= THE EXERCISE =
Copy every one of the rows below word for word, leaving out the pictures.

= RECORDS SHOWN =
* * *

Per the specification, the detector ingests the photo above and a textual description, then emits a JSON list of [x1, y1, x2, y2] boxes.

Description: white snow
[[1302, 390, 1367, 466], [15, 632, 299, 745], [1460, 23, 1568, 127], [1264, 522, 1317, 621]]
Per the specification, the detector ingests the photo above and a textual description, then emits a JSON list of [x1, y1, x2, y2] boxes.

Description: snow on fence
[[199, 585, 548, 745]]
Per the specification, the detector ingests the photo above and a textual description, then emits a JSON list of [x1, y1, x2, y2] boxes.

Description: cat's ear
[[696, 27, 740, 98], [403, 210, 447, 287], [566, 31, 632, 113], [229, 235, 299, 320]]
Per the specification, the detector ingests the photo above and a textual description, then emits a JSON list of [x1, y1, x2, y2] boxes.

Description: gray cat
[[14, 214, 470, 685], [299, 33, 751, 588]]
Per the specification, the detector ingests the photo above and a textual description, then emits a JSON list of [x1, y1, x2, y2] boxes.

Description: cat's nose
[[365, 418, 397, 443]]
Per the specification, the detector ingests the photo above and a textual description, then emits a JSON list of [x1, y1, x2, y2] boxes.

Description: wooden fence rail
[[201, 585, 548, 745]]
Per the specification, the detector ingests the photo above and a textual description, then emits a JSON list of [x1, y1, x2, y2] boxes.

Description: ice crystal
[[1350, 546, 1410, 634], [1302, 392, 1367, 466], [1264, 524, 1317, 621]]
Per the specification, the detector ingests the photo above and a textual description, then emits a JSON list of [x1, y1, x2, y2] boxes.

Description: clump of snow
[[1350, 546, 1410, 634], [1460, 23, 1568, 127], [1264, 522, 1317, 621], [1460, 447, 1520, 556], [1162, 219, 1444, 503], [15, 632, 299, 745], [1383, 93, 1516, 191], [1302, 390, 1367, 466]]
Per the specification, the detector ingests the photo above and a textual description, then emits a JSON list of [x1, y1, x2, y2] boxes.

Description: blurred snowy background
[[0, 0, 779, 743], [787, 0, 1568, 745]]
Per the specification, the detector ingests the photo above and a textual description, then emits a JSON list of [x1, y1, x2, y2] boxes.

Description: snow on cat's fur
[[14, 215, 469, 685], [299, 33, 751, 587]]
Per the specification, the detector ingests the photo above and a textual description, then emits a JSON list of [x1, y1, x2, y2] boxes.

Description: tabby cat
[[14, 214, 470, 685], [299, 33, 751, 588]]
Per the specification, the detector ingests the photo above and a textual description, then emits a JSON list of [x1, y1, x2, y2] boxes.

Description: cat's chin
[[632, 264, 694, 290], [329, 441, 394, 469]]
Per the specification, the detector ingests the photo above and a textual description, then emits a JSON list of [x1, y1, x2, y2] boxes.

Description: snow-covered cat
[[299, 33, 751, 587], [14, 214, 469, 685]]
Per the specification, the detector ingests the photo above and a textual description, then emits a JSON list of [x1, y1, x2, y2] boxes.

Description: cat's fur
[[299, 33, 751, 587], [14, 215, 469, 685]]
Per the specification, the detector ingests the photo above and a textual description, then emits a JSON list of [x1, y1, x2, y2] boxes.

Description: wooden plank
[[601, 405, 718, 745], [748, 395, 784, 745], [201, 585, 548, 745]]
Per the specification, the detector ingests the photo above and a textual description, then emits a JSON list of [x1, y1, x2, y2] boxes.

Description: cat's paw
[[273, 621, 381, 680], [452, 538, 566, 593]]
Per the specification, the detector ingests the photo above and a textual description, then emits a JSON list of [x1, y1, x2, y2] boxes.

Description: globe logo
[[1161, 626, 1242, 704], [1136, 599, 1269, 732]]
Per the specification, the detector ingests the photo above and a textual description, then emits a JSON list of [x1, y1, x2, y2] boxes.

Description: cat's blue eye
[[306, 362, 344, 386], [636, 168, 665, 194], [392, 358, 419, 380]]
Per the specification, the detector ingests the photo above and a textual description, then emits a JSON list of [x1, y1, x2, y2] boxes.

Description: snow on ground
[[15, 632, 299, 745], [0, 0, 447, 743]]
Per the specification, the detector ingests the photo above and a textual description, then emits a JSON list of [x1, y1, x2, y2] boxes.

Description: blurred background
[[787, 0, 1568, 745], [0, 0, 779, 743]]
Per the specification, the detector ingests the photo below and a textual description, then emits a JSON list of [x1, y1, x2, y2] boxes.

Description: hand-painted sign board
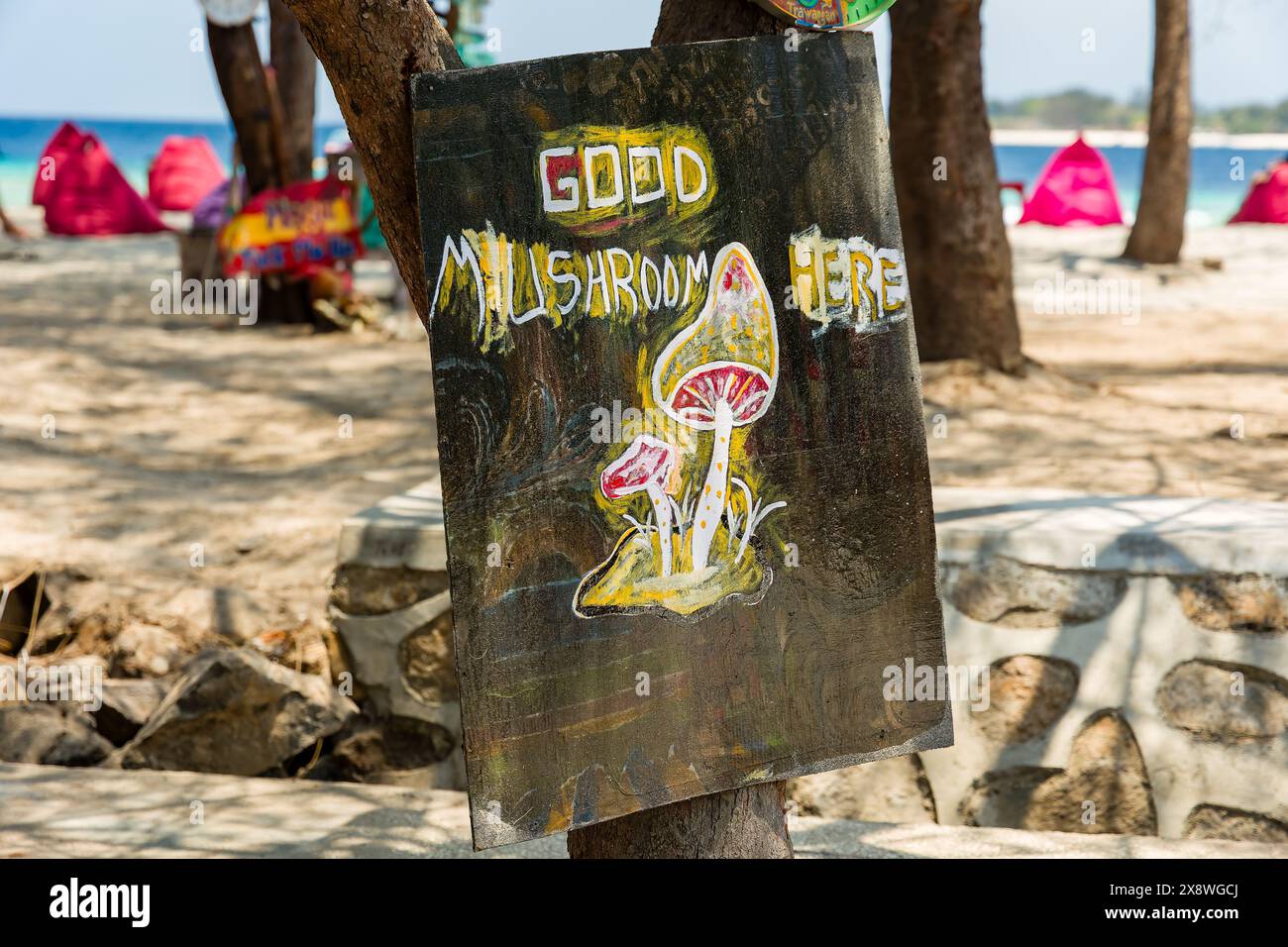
[[755, 0, 896, 30], [219, 177, 362, 275], [413, 34, 952, 848]]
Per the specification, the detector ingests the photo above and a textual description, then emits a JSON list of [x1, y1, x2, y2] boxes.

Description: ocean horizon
[[0, 117, 1288, 227]]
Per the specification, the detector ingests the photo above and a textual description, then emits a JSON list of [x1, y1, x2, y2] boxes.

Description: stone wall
[[331, 479, 465, 789], [793, 488, 1288, 841]]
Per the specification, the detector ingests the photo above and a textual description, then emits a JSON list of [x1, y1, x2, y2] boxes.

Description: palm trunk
[[890, 0, 1024, 372], [206, 22, 313, 323], [268, 0, 318, 183], [1124, 0, 1194, 263]]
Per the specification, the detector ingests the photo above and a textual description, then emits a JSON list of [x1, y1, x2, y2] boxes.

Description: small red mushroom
[[653, 244, 778, 573], [599, 434, 677, 576]]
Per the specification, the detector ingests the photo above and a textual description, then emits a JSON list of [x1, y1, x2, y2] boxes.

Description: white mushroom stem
[[644, 483, 671, 576], [692, 398, 733, 573]]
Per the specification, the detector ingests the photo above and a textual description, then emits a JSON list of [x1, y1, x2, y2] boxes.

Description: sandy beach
[[0, 208, 1288, 651]]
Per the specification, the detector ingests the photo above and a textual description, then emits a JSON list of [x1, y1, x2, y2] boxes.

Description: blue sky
[[0, 0, 1288, 121]]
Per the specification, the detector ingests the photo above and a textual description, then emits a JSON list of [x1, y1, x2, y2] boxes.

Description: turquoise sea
[[0, 119, 1283, 224]]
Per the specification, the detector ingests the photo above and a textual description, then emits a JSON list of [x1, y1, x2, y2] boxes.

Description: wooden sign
[[413, 34, 952, 848], [219, 177, 362, 275]]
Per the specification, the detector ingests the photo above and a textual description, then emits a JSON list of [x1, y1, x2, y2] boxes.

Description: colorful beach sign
[[755, 0, 896, 30], [413, 33, 952, 848], [219, 177, 362, 275]]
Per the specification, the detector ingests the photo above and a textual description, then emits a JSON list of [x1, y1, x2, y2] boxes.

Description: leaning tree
[[283, 0, 793, 857], [890, 0, 1024, 372]]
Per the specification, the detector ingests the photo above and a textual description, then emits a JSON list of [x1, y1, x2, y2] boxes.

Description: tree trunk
[[276, 0, 461, 318], [1124, 0, 1194, 263], [268, 0, 318, 183], [206, 21, 280, 194], [568, 0, 793, 858], [890, 0, 1024, 372]]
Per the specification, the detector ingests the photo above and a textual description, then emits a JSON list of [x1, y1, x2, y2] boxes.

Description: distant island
[[988, 89, 1288, 136]]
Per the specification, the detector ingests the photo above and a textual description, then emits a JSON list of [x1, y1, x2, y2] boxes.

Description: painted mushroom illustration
[[599, 434, 679, 576], [653, 244, 778, 573]]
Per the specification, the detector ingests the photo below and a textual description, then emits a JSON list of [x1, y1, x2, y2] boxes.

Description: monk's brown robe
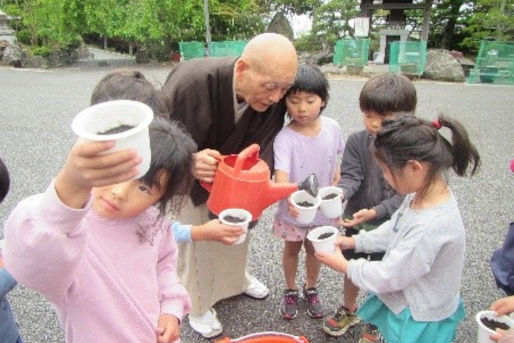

* * *

= RESPONSE BELOW =
Per the specification, the detector ingests the photo above and a textual description, then emits a JSON list of [x1, y1, x2, y2] boxes.

Description: white snow
[[1302, 390, 1367, 466], [15, 632, 299, 745], [1460, 23, 1568, 127], [1264, 522, 1317, 621]]
Per the specification, the detector ingests the photo above and a textual description, then emits a JSON list of [x1, y1, x2, y2] boxes.

Description: snow on fence
[[199, 585, 548, 745]]
Per the specification, the detector ingests the photo above and a textual description, then emits a JSON list of [x1, y1, x2, y2] boxes.

Description: cat's ear
[[696, 27, 740, 98], [403, 210, 447, 287], [566, 31, 632, 113], [229, 235, 299, 320]]
Per the specification, the detector ingests the photo above and a textual description, then emits a JSON list of [x1, y1, x2, y2] boxes.

Description: gray cat
[[14, 214, 470, 685], [299, 33, 751, 588]]
Per the specification, the detector ingests the photo above and a textual description, then emits a JSON list of [x1, y1, x2, y2] boxes.

Description: cat's nose
[[365, 418, 397, 443]]
Per the specification, the detector ingests the photo above and a textual description, then emits a JSON list of [x1, y1, x2, y2] boxes.

Description: wooden fence rail
[[201, 585, 548, 745]]
Per the specification, the detector ingests the photo above and a textual description, then emits a JSON list of [x1, y1, x2, y2] boxes.

Description: ice crystal
[[1350, 546, 1410, 634], [1302, 392, 1367, 466], [1264, 524, 1317, 621]]
Per the specification, the detector ingests the photo above and a textual description, then emits a JSON list of [x1, y1, x2, y2] boxes.

Description: clump of snow
[[1350, 546, 1410, 634], [1460, 23, 1568, 127], [1264, 522, 1317, 621], [1460, 447, 1520, 556], [1162, 219, 1444, 503], [15, 632, 299, 745], [1383, 93, 1516, 191], [1302, 390, 1367, 466]]
Per the specification, the detector ingests the photo above and a textual description, then emits a JSON list of [x1, y1, x2, y2] boxes.

Description: blurred snowy background
[[0, 0, 779, 743], [787, 0, 1568, 745]]
Per the specification, the detector ingests the photo above and a textual description, then emits a JSON list of [x1, y1, x2, y2] boxes.

Description: snow on cat's fur
[[14, 215, 469, 685], [299, 33, 751, 587]]
Per the specification, the detector ingests the photo above and a textual description, then emits a JSON list of [x1, y1, x2, y2] boxes.

Description: tabby cat
[[14, 214, 470, 685], [299, 33, 751, 588]]
Per the specification, the detector ingests the photo above and a textual description, then emits a JSON list of [x1, y1, x2, y2] boxes.

Description: cat's chin
[[632, 264, 694, 290], [329, 441, 394, 469]]
Per the specification, the detector ingests the photo above and a textual description, then emits a JSON list of [x1, y1, x2, y2] boxes.

Description: snow-covered cat
[[299, 33, 751, 587], [14, 214, 469, 685]]
Per the specification, the detector ingests the photo above and a textual description, then emits a JSON list of [x1, y1, x2, y2] boxes.

Description: cat's fur
[[299, 33, 751, 587], [14, 215, 469, 685]]
Per the specification, the detector ingests the photo above and a textual description, then emits a JSON list of [x1, y1, x2, y2] boxes.

Description: wooden plank
[[601, 405, 718, 745], [748, 395, 784, 745], [201, 585, 548, 745]]
Per the specification, the detector ingests the photo above and a textual description, then emits a JSON list of [x1, y1, x2, y2] boxes.

Description: cat's paw
[[273, 621, 381, 680], [452, 538, 566, 593]]
Per the specification, the detector ingests the photo above and a textual description, then emits a JSON list of [x1, y1, x2, y2] boxes.

Description: globe logo
[[1161, 626, 1242, 704], [1136, 599, 1269, 732]]
Per the specification, the detector ingests the photo above and a textual description, then emits a JSON list of [x1, y1, x2, y2] boxes.

Description: cat's blue eye
[[306, 362, 344, 386], [636, 168, 665, 194], [392, 358, 419, 380]]
Per the specification, the detector ingests the photo above and a textual description, then emits a JSON list of [x1, y1, x2, y2] boxes.

Description: snow on ground
[[15, 632, 299, 745], [0, 0, 447, 743]]
Per the specification, the detector ingests the photo above and a textual description, then emits a JSON list of [x1, y1, x2, y2] boxes.

Description: blurred background
[[787, 0, 1568, 745], [0, 0, 779, 743]]
Per the specification, the detector ingests the photo below and a textual description, then emits a JSON list of [x1, y1, x2, y2] boxes.

Description: hand-painted sign board
[[755, 0, 896, 30], [219, 177, 362, 275], [413, 34, 952, 848]]
Per the specification, the detector ingests the photo above and a textual description, then emits a JSON list of [x1, y1, x2, y2] boxes.

Description: ocean horizon
[[0, 117, 1288, 227]]
Per the specification, the detector ingests the photo above and a textual description, then emits a JSON list of [x1, y1, x2, y2] boxes.

Description: stone wall
[[331, 479, 465, 789], [793, 488, 1288, 841]]
Per the specification, the detector ingests the photo above and a textual description, then emits a JSON list of [x1, y1, x2, y2] boxes.

Description: palm trunk
[[890, 0, 1024, 372], [206, 22, 313, 323], [268, 0, 318, 183], [1124, 0, 1194, 263]]
Per the specification, the detector ingests the photo above and a textual description, then emits a JSON list of [x1, y1, x2, y2] boxes.

Description: small red mushroom
[[653, 244, 778, 573], [599, 434, 677, 576]]
Per the specification, the detector ingests the photo above and a textual description, then emits a JSON list of [x1, y1, x2, y2] boxes.

Description: white mushroom stem
[[644, 483, 671, 576], [692, 398, 733, 573]]
Per the specification, the detector ingests the photo above and a textual description, then emits a JSON list of [x1, y1, x2, y2] boxes.

Description: sandy beach
[[0, 208, 1288, 651]]
Per the specification, the detector ingests the photo above and a textual description, then emits a JSON list of [x1, y1, x2, y2] boxes.

Description: blue sky
[[0, 0, 1288, 121]]
Per the specification, the detector ingests the photo above and a textual description, then emits a JSON list of [x1, y1, x2, y2] boxes.

Description: turquoise sea
[[0, 119, 1283, 224]]
Per the specification, the detector ingests the photo above and a textual description, then emits a JSON list of [x1, y1, x2, y2] boxes.

Description: wooden sign
[[413, 34, 952, 848], [219, 177, 362, 275]]
Per the specification, the detector ingests the photo above and a textual description, then emits a JSON list of [x1, y1, x2, y2] boxes.

Description: colorful beach sign
[[755, 0, 896, 30], [413, 33, 952, 848], [219, 177, 362, 275]]
Per the specification, the detector ingests the photo above and a textual description, then emits a JSON list of [x1, y1, x2, y2] boxes.

Description: leaning tree
[[283, 0, 793, 857], [890, 0, 1024, 372]]
Per the specification, the detector ingests the photo above and a textual description, then emits a JSON list of [x1, y1, x2, y2] boxes.

Description: tree trunk
[[276, 0, 461, 318], [1124, 0, 1194, 263], [268, 0, 318, 183], [206, 21, 280, 194], [568, 0, 793, 858], [890, 0, 1024, 372]]
Per the specification, the detector ingests the photo above and a textual description, then emits a JSON list of [x1, y1, x2, y2] boxes.

Description: distant island
[[988, 89, 1288, 136]]
Per the specification, the detector ingests the photo above and a textual description, then emits a JSON list of [x1, y1, x2, y2] boxes.

Description: painted mushroom illustration
[[599, 434, 679, 576], [653, 244, 778, 573]]
Per the specification, the detector ingests the photo below and a textual description, then emits a JSON list of [x1, y1, x2, y2] boxes.

Description: monk's brown robe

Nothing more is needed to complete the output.